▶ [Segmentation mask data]
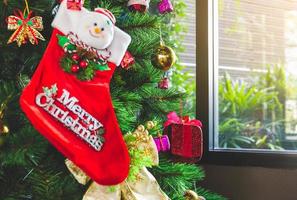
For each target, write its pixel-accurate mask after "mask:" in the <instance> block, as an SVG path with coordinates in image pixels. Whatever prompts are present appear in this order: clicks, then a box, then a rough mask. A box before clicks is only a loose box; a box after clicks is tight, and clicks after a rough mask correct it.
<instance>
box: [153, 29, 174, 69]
mask: <svg viewBox="0 0 297 200" xmlns="http://www.w3.org/2000/svg"><path fill="white" fill-rule="evenodd" d="M175 62H176V55H175V53H174V51H173V49H172V48H170V47H168V46H166V45H165V43H164V41H163V39H162V33H161V27H160V45H159V47H158V48H157V50H156V52H155V53H154V54H153V56H152V64H153V65H154V66H155V67H156V68H158V69H161V70H163V71H167V70H169V69H170V67H172V65H173V64H174V63H175Z"/></svg>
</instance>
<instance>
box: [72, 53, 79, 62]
mask: <svg viewBox="0 0 297 200" xmlns="http://www.w3.org/2000/svg"><path fill="white" fill-rule="evenodd" d="M71 58H72V60H75V61H79V59H80V57H79V55H78V54H77V53H74V54H73V55H72V56H71Z"/></svg>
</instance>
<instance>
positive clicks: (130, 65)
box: [121, 51, 135, 69]
mask: <svg viewBox="0 0 297 200" xmlns="http://www.w3.org/2000/svg"><path fill="white" fill-rule="evenodd" d="M134 62H135V60H134V57H133V56H132V54H131V53H130V52H129V51H126V53H125V55H124V57H123V59H122V62H121V67H122V68H123V69H129V68H130V67H131V65H133V64H134Z"/></svg>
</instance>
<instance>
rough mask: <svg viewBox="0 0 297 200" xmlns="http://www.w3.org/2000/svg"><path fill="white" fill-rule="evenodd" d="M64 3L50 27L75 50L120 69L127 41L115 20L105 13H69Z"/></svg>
mask: <svg viewBox="0 0 297 200" xmlns="http://www.w3.org/2000/svg"><path fill="white" fill-rule="evenodd" d="M66 3H67V2H66V1H65V0H64V1H63V2H62V3H61V5H60V8H59V11H58V13H57V15H56V17H55V19H54V21H53V23H52V26H53V27H54V28H57V29H58V30H60V31H61V32H62V33H63V34H64V35H68V36H69V38H70V41H71V42H72V43H74V44H75V45H76V46H79V47H81V48H84V49H86V50H89V51H92V52H95V53H96V55H98V56H99V57H100V58H103V59H105V60H106V61H107V62H111V63H114V64H115V65H117V66H118V65H120V63H121V61H122V58H123V57H124V54H125V52H126V50H127V48H128V46H129V44H130V42H131V37H130V36H129V35H128V34H127V33H125V32H123V31H122V30H120V29H119V28H118V27H116V26H115V22H116V19H115V17H114V15H113V14H112V13H111V12H110V11H109V10H107V9H103V8H96V9H95V10H94V11H89V10H87V9H85V8H81V10H71V9H68V8H67V5H66Z"/></svg>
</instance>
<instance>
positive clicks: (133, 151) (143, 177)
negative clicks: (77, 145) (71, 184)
mask: <svg viewBox="0 0 297 200" xmlns="http://www.w3.org/2000/svg"><path fill="white" fill-rule="evenodd" d="M154 127H155V124H154V122H153V121H148V122H147V123H146V126H144V125H139V126H138V127H137V128H136V129H135V130H134V131H133V132H132V133H127V134H126V135H125V141H126V144H127V146H128V149H129V153H131V152H136V154H137V156H136V155H135V156H133V154H131V155H130V156H131V164H130V174H129V176H130V177H131V171H134V170H135V167H136V168H138V169H139V170H138V171H137V174H136V175H135V177H134V178H129V177H128V178H127V179H126V180H125V181H124V182H122V183H121V184H119V185H116V186H103V185H100V184H98V183H96V182H92V183H91V184H90V187H89V188H88V189H87V191H86V193H85V194H84V196H83V200H94V199H112V200H152V199H154V200H169V198H168V197H167V195H166V194H165V193H164V192H163V191H162V190H161V188H160V186H159V184H158V183H157V181H156V179H155V177H154V176H153V175H152V174H151V173H150V172H149V171H148V170H147V168H146V166H144V165H139V164H138V162H139V161H140V160H135V159H142V161H140V162H143V161H144V160H148V159H149V160H151V161H150V162H149V163H151V164H149V165H150V166H152V165H158V164H159V157H158V151H157V149H156V146H155V144H154V141H153V138H152V136H150V135H149V130H150V129H152V128H154ZM139 153H140V154H139ZM65 163H66V166H67V167H68V169H69V170H70V172H71V173H72V174H73V176H74V177H75V179H76V180H77V181H78V182H79V183H81V184H83V185H85V184H87V183H88V182H89V181H90V178H89V177H88V176H87V175H86V174H85V173H84V172H83V171H82V170H81V169H79V168H78V167H77V166H76V165H74V164H73V163H72V162H71V161H70V160H66V162H65ZM143 163H145V162H143ZM133 176H134V174H133Z"/></svg>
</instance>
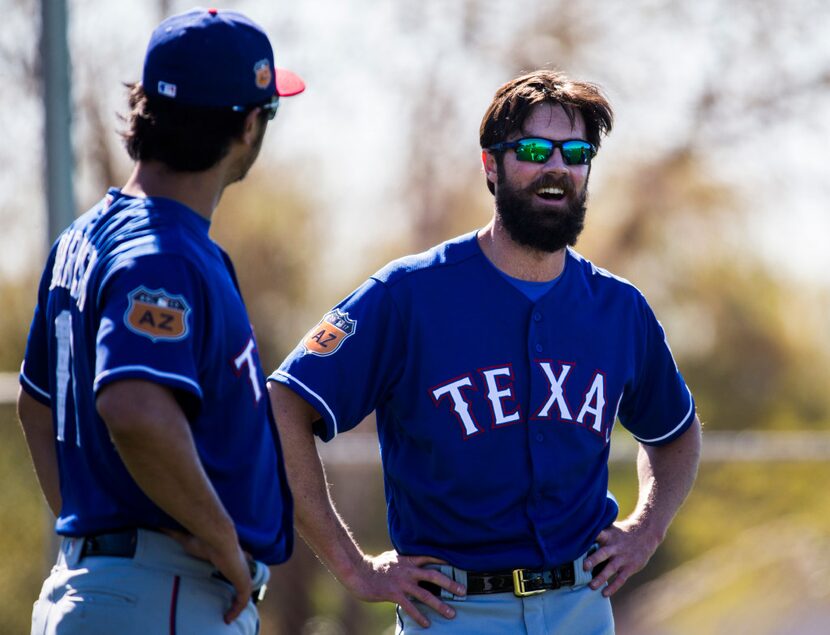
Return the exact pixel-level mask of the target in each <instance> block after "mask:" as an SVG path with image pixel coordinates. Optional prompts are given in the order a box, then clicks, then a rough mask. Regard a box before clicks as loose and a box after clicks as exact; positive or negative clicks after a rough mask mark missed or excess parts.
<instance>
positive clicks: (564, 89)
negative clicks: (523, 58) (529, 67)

▶ [What you have to do]
Each record above goes into the copy unchanged; the pictures do not.

▶ [Solved problem]
For each target, write its pixel-accurate mask after "mask:" in the <instance> block, as an SVG path with coordinates in image pixels. Whatever prompts are present appear in this order: clicks, then a box, then a rough mask. A box before clicks is only a loose box; a box after clicks is tight, and clicks after a rough mask correct it.
<instance>
box: [153, 29, 174, 69]
mask: <svg viewBox="0 0 297 200" xmlns="http://www.w3.org/2000/svg"><path fill="white" fill-rule="evenodd" d="M175 62H176V55H175V53H174V51H173V49H172V48H170V47H168V46H166V45H165V43H164V41H163V39H162V33H161V27H160V45H159V47H158V48H157V50H156V52H155V53H154V54H153V56H152V64H153V65H154V66H155V67H156V68H158V69H161V70H163V71H167V70H169V69H170V67H172V65H173V64H174V63H175Z"/></svg>
</instance>
<instance>
box: [72, 53, 79, 62]
mask: <svg viewBox="0 0 297 200" xmlns="http://www.w3.org/2000/svg"><path fill="white" fill-rule="evenodd" d="M71 58H72V60H75V61H79V59H80V57H79V55H78V54H77V53H74V54H73V55H72V56H71Z"/></svg>
</instance>
<instance>
positive clicks: (130, 65)
box: [121, 51, 135, 69]
mask: <svg viewBox="0 0 297 200" xmlns="http://www.w3.org/2000/svg"><path fill="white" fill-rule="evenodd" d="M134 62H135V60H134V57H133V56H132V54H131V53H130V52H129V51H126V53H125V55H124V57H123V59H122V62H121V67H122V68H123V69H129V68H130V67H131V65H133V64H134Z"/></svg>
</instance>
<instance>
rough mask: <svg viewBox="0 0 297 200" xmlns="http://www.w3.org/2000/svg"><path fill="white" fill-rule="evenodd" d="M64 3L50 27L75 50L120 69L127 41L115 20L105 13H69Z"/></svg>
mask: <svg viewBox="0 0 297 200" xmlns="http://www.w3.org/2000/svg"><path fill="white" fill-rule="evenodd" d="M66 3H67V2H66V1H65V0H64V1H63V2H62V3H61V5H60V8H59V11H58V13H57V15H56V17H55V19H54V21H53V23H52V26H53V27H54V28H57V29H58V30H60V31H61V32H62V33H63V34H64V35H68V36H69V38H70V41H71V42H72V43H74V44H75V45H76V46H79V47H81V48H84V49H86V50H89V51H92V52H95V53H96V55H98V56H99V57H100V58H103V59H105V60H106V61H107V62H111V63H114V64H115V65H117V66H118V65H120V63H121V61H122V58H123V57H124V54H125V52H126V50H127V48H128V46H129V44H130V42H131V37H130V36H129V35H128V34H127V33H125V32H123V31H122V30H120V29H119V28H118V27H116V26H115V22H116V19H115V17H114V15H113V14H112V13H111V12H110V11H109V10H107V9H103V8H96V9H95V10H94V11H89V10H87V9H85V8H81V10H71V9H68V8H67V5H66Z"/></svg>
</instance>
<instance>
positive clicks: (133, 151) (143, 177)
negative clicks: (77, 145) (71, 184)
mask: <svg viewBox="0 0 297 200" xmlns="http://www.w3.org/2000/svg"><path fill="white" fill-rule="evenodd" d="M154 127H155V124H154V122H153V121H148V122H147V123H146V126H144V125H139V126H138V127H137V128H136V129H135V130H134V131H133V132H132V133H127V134H126V135H125V141H126V144H127V146H128V149H129V153H131V152H136V154H137V156H136V155H135V156H133V154H131V155H130V156H131V164H130V174H129V176H130V177H131V171H134V170H135V167H136V168H138V169H139V170H138V171H137V174H136V175H135V177H134V178H129V177H128V178H127V179H126V180H125V181H124V182H122V183H121V184H119V185H116V186H103V185H100V184H98V183H96V182H92V183H91V184H90V187H89V188H88V189H87V191H86V193H85V194H84V196H83V200H94V199H112V200H152V199H154V200H169V198H168V197H167V195H166V194H165V193H164V192H163V191H162V190H161V188H160V186H159V184H158V183H157V181H156V179H155V177H154V176H153V175H152V174H151V173H150V172H149V171H148V170H147V168H146V166H144V165H139V164H138V162H139V161H140V160H135V159H142V161H140V162H143V161H144V160H148V159H149V160H151V161H150V162H149V163H151V164H149V165H150V166H152V165H158V164H159V157H158V151H157V149H156V146H155V144H154V141H153V138H152V136H150V135H149V130H150V129H152V128H154ZM139 153H140V154H139ZM65 163H66V166H67V167H68V169H69V170H70V172H71V173H72V174H73V176H74V177H75V179H76V180H77V181H78V182H79V183H81V184H83V185H85V184H87V183H88V182H89V181H90V178H89V177H88V176H87V175H86V174H85V173H84V172H83V171H82V170H81V169H79V168H78V167H77V166H76V165H74V164H73V163H72V162H71V161H70V160H66V162H65ZM143 163H145V162H143ZM133 176H134V174H133Z"/></svg>
</instance>
Return the exact pixel-level mask of the target in each <instance> block after "mask:" as an SVG path with image pixel coordinates. Optional prompts are given in the order a box, then clicks, then a rough mask. Regard a box before clicks as loose and a box after clicks as exact; positive or negative clicks after a rough mask mark missed or excess parts.
<instance>
positive clicks: (564, 89)
negative clicks: (523, 58) (529, 67)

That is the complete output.